> [TASK SET]:
1: From the mushroom season post below, list each thing it says the pharmacies did when the writer brought in fungi for identification.
2: Write the next part of the mushroom season post below, picking up after its final sentence.

> [SUPPLIED TEXT]:
☆ ☆ ☆

Sunday, October 01, 2006


Autumn is mushroom season and it’s a common site here to see people with their baskets out early in the morning by the side of the road searching for fungal food. I think that, in general, the English have been scared off picking mushrooms by stories of deaths caused by eating wild mushrooms. It’s true, the most poisonous are absolutely deadly—the only cure seemingly a complete liver and kidney transplant—and there are cases of mushroom mortality in France each year: justification enough for leaving wild mushrooms well alone? In France, one can take any mushroom into a pharmacy for advice. For me, this has been a great example of theory versus the reality, as we’ve tried three times now, in different pharmacies, to identify fungi we’ve found on our land. In every case they’ve enthusiastically tried to help yet been unable to firmly identify the mushrooms (including, in my estimation, one wrong diagnosis) but have “failed safe” by advising us not to eat them. This is a sensible attitude to take but we are still hopefully searching for a pharmacy with a mushroom expert, and we’d love to do a guided mushroom walk.

☆ ☆ ☆

> [SOURCE MATERIAL]:
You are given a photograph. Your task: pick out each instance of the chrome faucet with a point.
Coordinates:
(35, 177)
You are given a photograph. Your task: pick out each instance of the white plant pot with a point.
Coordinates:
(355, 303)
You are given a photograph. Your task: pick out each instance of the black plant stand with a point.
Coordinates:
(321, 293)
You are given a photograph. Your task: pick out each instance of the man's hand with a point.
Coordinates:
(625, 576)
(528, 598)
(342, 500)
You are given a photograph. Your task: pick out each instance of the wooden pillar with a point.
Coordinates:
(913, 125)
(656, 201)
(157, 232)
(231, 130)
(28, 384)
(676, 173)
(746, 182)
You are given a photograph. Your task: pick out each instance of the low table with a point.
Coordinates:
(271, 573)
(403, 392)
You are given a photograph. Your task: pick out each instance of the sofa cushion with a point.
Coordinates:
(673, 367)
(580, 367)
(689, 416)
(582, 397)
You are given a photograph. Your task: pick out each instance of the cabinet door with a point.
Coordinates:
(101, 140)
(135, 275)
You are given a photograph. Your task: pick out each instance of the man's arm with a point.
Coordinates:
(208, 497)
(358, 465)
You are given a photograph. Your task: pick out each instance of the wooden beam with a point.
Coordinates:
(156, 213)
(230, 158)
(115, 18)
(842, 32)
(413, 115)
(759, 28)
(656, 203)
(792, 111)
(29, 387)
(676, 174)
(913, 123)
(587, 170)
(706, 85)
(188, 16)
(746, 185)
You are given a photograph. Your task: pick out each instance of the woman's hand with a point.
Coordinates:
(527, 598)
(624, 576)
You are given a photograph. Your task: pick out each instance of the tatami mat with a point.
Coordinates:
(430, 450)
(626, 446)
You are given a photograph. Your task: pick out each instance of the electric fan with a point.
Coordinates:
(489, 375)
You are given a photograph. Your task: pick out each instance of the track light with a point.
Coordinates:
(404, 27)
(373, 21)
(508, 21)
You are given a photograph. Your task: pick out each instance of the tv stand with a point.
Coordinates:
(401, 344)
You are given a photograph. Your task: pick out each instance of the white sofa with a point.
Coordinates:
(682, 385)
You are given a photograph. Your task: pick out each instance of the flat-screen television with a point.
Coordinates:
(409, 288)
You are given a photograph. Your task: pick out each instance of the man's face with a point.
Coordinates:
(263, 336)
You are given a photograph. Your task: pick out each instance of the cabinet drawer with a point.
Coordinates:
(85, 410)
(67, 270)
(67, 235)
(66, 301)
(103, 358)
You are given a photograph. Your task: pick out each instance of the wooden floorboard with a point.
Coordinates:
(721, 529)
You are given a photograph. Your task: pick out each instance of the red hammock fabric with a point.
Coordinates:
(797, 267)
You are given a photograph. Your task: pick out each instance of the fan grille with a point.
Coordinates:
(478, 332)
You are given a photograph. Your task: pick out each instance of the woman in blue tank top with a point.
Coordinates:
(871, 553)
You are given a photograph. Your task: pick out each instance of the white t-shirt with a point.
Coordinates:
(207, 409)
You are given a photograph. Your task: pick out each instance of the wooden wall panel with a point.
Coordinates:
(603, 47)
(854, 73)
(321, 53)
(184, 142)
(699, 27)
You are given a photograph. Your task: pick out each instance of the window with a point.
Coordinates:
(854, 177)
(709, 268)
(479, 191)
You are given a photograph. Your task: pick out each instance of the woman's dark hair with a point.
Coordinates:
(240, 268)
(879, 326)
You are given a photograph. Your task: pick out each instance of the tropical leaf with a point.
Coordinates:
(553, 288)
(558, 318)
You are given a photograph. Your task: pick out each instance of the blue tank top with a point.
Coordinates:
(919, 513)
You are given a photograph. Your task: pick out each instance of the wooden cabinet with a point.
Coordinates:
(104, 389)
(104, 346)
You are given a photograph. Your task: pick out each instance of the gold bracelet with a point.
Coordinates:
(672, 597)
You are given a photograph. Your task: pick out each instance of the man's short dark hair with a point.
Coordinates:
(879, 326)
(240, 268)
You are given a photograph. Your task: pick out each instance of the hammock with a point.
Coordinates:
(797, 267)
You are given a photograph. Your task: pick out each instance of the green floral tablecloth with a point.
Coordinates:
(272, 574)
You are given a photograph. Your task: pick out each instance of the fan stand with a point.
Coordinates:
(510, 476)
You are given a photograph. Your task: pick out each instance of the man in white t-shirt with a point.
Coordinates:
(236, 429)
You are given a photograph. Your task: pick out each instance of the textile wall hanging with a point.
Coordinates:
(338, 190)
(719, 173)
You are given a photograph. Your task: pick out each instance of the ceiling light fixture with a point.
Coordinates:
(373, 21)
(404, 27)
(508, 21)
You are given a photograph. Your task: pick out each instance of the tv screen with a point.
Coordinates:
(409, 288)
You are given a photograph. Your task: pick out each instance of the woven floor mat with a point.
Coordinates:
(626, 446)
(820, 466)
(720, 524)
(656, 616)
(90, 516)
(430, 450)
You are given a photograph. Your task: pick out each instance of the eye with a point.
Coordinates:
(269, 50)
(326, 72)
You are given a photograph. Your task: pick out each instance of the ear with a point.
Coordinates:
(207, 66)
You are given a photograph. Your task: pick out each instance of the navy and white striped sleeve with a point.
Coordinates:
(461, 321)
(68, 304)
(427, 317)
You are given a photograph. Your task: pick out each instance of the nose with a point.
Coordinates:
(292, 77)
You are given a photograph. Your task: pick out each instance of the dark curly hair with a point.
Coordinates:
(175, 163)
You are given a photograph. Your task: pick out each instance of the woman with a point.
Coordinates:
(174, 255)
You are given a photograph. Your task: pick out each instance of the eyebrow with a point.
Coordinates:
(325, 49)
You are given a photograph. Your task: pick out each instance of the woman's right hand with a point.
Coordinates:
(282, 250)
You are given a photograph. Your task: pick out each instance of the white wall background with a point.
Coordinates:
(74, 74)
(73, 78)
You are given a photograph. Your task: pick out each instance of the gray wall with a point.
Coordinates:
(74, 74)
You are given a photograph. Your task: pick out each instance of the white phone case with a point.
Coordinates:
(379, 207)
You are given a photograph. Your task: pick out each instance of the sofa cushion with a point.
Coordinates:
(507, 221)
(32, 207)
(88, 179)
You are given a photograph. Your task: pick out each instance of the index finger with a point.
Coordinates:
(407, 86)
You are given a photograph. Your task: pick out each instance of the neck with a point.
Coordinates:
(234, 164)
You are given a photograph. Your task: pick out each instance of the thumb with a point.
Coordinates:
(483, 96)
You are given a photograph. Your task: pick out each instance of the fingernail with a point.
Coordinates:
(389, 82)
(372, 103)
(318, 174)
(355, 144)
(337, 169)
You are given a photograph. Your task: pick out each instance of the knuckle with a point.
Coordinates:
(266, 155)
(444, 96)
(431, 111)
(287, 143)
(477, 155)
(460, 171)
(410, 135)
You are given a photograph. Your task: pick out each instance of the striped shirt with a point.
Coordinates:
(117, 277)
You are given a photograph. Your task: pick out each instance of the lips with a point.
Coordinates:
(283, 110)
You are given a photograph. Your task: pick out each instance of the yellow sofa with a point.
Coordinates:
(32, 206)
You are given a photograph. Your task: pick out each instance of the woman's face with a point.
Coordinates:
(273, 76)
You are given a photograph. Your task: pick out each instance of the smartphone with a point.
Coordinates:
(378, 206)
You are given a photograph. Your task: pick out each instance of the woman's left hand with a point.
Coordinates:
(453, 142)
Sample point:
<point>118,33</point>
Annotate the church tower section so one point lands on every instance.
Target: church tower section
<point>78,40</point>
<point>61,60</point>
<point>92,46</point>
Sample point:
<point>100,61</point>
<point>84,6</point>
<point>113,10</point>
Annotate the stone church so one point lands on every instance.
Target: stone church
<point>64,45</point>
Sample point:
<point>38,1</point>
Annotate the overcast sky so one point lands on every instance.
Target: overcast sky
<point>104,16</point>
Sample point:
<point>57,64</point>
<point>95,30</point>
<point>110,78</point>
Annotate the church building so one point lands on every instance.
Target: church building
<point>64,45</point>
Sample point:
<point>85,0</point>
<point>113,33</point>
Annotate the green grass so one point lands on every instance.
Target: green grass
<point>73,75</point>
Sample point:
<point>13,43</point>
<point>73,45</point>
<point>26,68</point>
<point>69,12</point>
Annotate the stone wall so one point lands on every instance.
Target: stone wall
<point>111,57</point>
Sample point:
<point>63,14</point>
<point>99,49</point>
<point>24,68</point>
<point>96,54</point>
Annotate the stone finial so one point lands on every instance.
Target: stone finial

☆ ☆ ☆

> [ANSWERS PROVIDED]:
1:
- They enthusiastically tried to help.
- They were unable to firmly identify the mushrooms.
- In one case, in the writer's estimation, they gave a wrong diagnosis.
- They "failed safe" by advising the writer not to eat the mushrooms.

2:
It’s also possible to cultivate mushrooms. I did a two-day course with Bill Knight at the Sustainability Centre, East Meon a couple of years or so ago, where we learnt how to inoculate freshly-cut oak logs with the spawn of the shiitake mushroom and a wet soggy mass of straw and toilet rolls with oyster mushrooms. For the shiitake, holes are drilled in the logs, which are packed with the spawn and then protected with a painted on seal of food quality wax (the stuff some cheeses are coated with) then left for 18 months by which time the mycelium has colonised the entire log. The log is then shocked by submerging it in water for 24 hours to encourage fruiting and a few days later the mushrooms start to appear. In England, you can buy already-inoculated logs from Ragmans Lane Farm.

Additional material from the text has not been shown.